(Saved entries)
----------------
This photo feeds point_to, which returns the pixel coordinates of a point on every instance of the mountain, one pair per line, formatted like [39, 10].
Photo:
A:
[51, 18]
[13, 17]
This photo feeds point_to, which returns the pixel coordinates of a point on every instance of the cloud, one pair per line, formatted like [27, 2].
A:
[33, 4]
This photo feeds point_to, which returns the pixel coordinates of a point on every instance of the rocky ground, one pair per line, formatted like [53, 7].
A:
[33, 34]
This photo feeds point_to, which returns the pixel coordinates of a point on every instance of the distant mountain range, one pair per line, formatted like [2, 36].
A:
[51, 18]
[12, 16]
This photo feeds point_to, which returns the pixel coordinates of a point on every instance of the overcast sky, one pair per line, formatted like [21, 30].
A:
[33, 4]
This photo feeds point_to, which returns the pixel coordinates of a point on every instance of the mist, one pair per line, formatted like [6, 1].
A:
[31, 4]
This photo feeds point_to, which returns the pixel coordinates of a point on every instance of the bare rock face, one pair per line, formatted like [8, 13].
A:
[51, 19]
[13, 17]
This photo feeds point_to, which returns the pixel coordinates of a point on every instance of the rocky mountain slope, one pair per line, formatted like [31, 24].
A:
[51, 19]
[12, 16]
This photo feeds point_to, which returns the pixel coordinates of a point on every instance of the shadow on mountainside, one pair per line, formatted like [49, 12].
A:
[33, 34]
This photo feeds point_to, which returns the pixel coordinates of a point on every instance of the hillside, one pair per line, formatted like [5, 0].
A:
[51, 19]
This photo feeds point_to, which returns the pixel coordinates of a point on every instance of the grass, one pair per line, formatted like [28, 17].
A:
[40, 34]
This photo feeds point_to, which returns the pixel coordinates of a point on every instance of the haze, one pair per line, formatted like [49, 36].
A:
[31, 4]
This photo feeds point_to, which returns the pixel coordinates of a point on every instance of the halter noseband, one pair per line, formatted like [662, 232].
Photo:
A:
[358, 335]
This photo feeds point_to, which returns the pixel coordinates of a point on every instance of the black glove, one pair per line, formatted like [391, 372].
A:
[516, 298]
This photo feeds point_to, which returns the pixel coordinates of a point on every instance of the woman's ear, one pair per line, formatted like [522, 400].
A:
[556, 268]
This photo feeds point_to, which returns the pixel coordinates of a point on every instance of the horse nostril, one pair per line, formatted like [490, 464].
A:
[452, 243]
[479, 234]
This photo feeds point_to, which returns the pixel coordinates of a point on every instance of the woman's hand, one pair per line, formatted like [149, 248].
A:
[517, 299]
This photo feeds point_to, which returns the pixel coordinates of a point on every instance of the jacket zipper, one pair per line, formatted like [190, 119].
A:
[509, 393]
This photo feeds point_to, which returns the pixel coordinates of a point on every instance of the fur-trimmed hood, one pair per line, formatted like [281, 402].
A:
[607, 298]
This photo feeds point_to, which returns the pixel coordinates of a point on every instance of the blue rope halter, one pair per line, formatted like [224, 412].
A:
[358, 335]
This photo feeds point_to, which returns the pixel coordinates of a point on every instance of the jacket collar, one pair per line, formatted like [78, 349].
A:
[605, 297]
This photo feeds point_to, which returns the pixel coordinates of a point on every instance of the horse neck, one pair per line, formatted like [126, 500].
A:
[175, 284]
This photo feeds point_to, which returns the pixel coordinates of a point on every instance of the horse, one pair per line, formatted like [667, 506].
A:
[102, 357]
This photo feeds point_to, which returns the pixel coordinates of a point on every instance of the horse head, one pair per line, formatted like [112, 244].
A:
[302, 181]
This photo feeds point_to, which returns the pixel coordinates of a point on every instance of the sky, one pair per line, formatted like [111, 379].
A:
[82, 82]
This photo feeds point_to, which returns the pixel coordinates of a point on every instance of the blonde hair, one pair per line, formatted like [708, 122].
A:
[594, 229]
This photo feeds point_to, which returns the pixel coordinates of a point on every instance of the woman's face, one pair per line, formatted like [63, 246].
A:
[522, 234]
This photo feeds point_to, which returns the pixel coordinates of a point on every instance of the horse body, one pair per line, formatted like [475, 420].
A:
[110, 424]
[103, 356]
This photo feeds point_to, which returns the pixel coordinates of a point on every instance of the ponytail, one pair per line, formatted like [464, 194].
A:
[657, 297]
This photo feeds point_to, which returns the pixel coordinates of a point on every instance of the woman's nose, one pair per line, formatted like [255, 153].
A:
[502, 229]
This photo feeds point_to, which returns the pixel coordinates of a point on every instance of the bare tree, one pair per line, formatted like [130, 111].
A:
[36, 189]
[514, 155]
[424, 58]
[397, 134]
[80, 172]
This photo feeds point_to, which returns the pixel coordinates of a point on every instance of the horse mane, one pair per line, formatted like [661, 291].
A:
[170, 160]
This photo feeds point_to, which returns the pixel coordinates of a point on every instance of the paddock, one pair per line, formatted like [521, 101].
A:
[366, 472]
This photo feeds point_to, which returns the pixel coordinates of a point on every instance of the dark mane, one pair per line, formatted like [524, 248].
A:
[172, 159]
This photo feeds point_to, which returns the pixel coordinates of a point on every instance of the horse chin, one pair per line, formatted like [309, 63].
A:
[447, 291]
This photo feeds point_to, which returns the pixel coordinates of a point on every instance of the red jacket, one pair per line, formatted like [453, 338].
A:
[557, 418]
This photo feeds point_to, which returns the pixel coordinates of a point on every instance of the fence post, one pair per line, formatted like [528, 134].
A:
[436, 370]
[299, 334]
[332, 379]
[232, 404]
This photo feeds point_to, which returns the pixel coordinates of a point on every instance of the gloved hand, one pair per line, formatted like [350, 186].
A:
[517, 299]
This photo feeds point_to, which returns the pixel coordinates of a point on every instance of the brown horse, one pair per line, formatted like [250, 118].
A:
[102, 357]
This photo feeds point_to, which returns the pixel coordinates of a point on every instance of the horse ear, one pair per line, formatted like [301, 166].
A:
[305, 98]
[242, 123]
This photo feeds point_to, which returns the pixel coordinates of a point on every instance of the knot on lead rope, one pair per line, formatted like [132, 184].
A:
----------------
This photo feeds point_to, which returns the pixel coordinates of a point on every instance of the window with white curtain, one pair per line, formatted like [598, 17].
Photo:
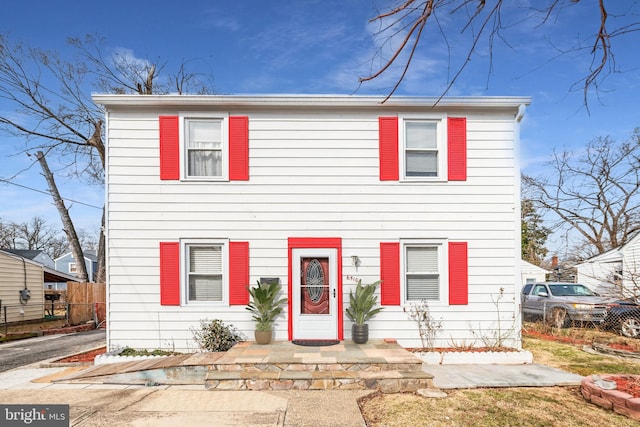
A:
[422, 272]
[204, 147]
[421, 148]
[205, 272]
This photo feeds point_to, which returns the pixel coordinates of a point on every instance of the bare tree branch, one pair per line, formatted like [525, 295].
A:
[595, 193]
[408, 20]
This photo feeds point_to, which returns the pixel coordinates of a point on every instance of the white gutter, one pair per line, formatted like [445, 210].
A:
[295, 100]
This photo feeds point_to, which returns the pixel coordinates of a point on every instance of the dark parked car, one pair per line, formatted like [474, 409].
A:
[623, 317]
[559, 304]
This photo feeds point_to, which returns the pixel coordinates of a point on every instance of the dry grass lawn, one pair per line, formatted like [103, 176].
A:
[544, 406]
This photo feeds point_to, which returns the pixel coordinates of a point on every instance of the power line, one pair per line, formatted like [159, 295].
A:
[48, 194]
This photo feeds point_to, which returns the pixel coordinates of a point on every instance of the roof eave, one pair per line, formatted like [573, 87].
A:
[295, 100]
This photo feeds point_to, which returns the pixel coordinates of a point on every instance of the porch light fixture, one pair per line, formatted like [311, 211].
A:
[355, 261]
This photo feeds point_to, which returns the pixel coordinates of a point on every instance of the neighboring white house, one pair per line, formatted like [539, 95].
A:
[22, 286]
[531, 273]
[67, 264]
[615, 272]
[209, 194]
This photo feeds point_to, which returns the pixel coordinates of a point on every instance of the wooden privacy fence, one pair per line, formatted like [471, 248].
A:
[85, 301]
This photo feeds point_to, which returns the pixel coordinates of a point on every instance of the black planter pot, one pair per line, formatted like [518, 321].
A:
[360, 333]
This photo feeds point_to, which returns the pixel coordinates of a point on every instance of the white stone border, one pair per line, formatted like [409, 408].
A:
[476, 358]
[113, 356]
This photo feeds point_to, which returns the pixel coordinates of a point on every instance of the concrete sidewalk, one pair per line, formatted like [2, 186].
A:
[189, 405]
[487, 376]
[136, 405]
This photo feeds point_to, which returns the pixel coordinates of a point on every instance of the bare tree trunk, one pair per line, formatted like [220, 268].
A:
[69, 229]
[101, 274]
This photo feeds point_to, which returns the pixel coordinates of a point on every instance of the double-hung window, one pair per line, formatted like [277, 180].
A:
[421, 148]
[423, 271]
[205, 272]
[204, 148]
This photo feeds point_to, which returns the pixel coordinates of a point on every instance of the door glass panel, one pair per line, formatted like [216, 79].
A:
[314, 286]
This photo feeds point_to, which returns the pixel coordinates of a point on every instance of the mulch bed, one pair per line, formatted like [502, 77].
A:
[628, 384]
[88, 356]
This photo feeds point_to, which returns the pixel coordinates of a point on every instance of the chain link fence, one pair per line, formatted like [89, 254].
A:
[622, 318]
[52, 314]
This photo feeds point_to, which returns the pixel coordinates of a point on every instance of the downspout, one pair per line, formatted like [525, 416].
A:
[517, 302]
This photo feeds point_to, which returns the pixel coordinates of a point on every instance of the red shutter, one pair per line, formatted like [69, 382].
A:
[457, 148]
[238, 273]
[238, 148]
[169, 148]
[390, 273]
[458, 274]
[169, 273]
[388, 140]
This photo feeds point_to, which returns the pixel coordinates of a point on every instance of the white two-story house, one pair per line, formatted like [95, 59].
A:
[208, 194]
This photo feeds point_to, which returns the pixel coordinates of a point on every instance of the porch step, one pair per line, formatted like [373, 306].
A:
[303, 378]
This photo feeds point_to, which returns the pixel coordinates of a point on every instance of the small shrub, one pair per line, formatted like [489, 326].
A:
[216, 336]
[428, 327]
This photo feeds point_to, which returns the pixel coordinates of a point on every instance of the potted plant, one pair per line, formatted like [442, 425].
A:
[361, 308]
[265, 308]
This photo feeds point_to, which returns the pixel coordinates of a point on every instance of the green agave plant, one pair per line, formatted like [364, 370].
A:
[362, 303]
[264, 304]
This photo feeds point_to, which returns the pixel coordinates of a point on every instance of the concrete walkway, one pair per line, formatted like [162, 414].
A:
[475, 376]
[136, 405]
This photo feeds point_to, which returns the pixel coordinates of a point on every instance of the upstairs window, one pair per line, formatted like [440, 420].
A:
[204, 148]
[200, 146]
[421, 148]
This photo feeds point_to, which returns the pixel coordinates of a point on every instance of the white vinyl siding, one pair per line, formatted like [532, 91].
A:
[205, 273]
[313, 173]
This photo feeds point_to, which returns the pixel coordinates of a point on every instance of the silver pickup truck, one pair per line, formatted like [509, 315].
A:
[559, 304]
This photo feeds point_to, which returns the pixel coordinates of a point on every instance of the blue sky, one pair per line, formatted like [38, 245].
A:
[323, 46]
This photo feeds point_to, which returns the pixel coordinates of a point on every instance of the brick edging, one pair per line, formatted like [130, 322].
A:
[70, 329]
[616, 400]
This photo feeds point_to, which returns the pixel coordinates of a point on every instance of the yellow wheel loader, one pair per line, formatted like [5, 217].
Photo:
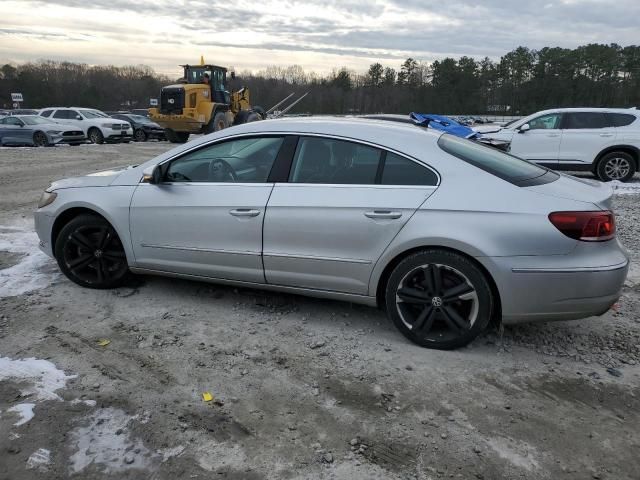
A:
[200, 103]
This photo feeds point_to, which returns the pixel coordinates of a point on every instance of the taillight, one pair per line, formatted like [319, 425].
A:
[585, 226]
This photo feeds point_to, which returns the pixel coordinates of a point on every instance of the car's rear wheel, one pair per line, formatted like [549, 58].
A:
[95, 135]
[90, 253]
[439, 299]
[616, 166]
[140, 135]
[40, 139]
----------------
# WHAT TO WORK ON:
Among the records, find every line holding the word "concrete" and copy it.

# EXERCISE OUTPUT:
This photo feeds point_to, which returns the pixel coordinates of a point on every instance of the concrete sidewalk, one pair per line, formatted like [2, 186].
This photo feeds point_to, which returns the pixel coordinates of a point on every instance of the concrete walkway, one pair per line, formatted like [162, 414].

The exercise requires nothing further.